All that should appear is the run of lines from the one containing "Where can you find the painted" through the end of the records, each repeated exactly.

•••••

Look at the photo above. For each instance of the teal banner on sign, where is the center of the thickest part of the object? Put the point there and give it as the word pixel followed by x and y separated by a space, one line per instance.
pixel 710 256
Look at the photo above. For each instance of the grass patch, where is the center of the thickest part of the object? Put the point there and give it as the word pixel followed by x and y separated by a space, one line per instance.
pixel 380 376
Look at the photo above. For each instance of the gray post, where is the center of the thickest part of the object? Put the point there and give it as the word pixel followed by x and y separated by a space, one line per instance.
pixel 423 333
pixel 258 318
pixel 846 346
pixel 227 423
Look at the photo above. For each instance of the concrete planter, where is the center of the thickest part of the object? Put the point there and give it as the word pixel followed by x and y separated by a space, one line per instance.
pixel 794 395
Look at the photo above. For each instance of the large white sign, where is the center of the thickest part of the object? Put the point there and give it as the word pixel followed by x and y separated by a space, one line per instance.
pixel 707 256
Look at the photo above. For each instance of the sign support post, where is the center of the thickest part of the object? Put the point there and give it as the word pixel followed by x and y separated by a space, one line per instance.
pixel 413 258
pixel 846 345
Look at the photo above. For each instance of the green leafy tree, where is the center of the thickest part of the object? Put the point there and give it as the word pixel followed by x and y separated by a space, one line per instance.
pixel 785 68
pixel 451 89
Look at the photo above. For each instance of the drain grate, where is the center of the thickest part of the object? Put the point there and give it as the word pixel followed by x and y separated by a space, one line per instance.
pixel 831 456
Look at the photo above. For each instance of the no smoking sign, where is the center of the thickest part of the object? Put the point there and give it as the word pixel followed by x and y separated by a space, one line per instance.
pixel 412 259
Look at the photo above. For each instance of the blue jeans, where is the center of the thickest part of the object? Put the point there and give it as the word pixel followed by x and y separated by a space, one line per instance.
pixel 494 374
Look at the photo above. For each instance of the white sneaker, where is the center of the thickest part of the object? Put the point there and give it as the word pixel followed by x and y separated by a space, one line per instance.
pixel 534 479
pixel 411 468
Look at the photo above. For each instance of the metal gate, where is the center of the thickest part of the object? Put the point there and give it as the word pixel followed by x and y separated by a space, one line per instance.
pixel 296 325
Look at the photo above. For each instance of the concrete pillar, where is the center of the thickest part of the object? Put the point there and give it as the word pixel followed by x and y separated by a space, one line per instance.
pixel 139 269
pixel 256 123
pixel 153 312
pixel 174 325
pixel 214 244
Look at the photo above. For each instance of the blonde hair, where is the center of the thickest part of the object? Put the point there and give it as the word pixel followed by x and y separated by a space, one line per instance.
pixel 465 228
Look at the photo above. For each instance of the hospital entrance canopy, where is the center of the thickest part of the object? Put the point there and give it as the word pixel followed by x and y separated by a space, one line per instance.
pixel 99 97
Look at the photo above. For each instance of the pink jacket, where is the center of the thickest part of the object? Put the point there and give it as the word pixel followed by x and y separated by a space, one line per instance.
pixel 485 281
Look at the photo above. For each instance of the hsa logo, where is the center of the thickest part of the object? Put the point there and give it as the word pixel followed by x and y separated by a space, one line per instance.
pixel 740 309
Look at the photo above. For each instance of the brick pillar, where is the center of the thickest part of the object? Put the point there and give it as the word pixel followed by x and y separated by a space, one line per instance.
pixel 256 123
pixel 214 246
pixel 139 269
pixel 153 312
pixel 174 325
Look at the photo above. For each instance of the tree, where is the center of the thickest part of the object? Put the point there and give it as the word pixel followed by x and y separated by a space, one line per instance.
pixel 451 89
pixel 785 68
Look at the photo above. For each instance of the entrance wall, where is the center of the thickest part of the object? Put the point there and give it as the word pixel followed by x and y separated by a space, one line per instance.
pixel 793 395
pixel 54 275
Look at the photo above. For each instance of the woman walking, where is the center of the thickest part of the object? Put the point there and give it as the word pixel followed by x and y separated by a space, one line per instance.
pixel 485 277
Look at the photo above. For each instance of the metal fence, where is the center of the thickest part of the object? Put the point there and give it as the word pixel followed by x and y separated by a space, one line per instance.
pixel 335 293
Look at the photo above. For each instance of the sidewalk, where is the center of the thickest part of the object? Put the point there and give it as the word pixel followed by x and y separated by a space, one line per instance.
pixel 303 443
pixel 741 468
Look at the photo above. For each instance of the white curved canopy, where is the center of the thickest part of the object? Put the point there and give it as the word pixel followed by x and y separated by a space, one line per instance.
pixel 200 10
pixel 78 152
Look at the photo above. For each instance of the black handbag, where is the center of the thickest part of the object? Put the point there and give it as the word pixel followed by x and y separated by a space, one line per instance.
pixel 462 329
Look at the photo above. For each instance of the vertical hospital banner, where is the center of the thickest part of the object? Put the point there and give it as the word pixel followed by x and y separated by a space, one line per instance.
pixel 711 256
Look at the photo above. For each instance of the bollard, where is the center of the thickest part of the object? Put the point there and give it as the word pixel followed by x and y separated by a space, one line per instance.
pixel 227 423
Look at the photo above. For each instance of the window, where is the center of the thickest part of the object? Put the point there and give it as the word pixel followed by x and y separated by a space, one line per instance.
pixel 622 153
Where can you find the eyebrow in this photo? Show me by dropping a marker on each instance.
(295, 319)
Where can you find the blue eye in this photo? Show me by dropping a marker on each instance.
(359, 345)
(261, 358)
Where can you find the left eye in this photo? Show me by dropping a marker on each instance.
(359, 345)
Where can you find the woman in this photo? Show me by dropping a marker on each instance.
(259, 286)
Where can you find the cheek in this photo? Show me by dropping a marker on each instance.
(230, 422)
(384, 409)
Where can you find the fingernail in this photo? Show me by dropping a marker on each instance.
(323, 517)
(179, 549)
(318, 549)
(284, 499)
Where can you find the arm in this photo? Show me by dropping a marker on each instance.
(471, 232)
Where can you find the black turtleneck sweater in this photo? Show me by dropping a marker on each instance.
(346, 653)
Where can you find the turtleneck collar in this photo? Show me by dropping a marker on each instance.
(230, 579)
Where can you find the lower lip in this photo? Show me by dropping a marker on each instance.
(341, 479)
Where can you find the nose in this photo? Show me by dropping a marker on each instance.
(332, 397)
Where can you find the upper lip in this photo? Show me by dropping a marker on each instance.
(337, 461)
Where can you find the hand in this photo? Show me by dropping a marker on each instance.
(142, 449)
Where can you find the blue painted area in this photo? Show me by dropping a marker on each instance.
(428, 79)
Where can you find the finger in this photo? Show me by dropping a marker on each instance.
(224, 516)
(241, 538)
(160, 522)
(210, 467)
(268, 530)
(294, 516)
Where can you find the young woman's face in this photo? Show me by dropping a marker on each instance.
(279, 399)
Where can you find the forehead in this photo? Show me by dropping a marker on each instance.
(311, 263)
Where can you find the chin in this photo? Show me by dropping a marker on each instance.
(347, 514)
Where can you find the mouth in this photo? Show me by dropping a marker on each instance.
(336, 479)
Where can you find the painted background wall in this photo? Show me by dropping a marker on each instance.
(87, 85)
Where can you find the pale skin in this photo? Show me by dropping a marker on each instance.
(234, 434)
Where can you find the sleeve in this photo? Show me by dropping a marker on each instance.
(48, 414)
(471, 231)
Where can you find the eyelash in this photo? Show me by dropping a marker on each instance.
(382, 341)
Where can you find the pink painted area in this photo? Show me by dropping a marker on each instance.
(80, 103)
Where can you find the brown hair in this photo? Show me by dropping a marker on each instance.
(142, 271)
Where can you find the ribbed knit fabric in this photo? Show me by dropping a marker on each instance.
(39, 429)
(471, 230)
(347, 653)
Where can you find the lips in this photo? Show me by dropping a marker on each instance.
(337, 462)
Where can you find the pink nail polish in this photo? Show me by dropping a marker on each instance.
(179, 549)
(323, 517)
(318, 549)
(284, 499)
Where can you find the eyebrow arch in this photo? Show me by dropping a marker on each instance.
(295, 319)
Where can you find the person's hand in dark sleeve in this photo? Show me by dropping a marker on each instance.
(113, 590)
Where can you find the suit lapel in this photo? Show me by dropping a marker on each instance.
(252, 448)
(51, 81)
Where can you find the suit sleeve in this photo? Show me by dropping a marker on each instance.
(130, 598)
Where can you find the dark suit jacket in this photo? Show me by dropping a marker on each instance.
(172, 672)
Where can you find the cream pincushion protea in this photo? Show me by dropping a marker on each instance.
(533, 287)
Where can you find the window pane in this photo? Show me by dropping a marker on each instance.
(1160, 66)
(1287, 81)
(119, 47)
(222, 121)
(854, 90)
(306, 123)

•••••

Answer box
Where can you find the painted background wall in this photo? Show me by dropping a marker on each instance.
(87, 85)
Where can you find the pale skin in this photo? Show me by dropping a marker on each instance.
(234, 434)
Where can you find the sleeve in this photo? Show me by dropping a marker on each instance.
(48, 414)
(471, 231)
Where can you find the eyelash in this photo? Show me by dropping a marker on each instance.
(382, 341)
Where can you find the pink painted area in this photo? Show me by dropping a marker on each instance.
(80, 103)
Where can you find the brown hair in this photo? Show me by dropping a marker on each instance.
(142, 271)
Where can you find the ribbed knit fabric in this photo? Show me by dropping a marker on each instance.
(39, 429)
(471, 230)
(347, 653)
Where can you find the lips in this photo? Show me by dropping a marker on each instance.
(337, 462)
Where can you find the pink nail polish in this photo? Show me by dropping a marker on each instance.
(179, 549)
(323, 517)
(318, 549)
(284, 499)
Where can you find the eyebrow arch in this photo? Show me by dropping a marker on each instance.
(295, 319)
Where can you find the person's hand in dark sleeve in this photo? Show me by dropping a marker on each instance.
(113, 590)
Where can you find the suit lapel in this photo? Show me by dropping a marker on each instance.
(252, 448)
(51, 81)
Where can you find the suit sleeve in this photo? Show me by dropping a marker on each instance.
(130, 598)
Where can you find the dark suit jacket in this photo? Show me by dropping a marker on each instance.
(172, 672)
Where can you find the cream pincushion protea in this photo? Show me by dropping a marker on each instance.
(533, 287)
Where can you find the window pane in this photo? Show me by dropping a marker on each instance.
(1160, 66)
(1287, 81)
(119, 47)
(222, 121)
(854, 90)
(306, 123)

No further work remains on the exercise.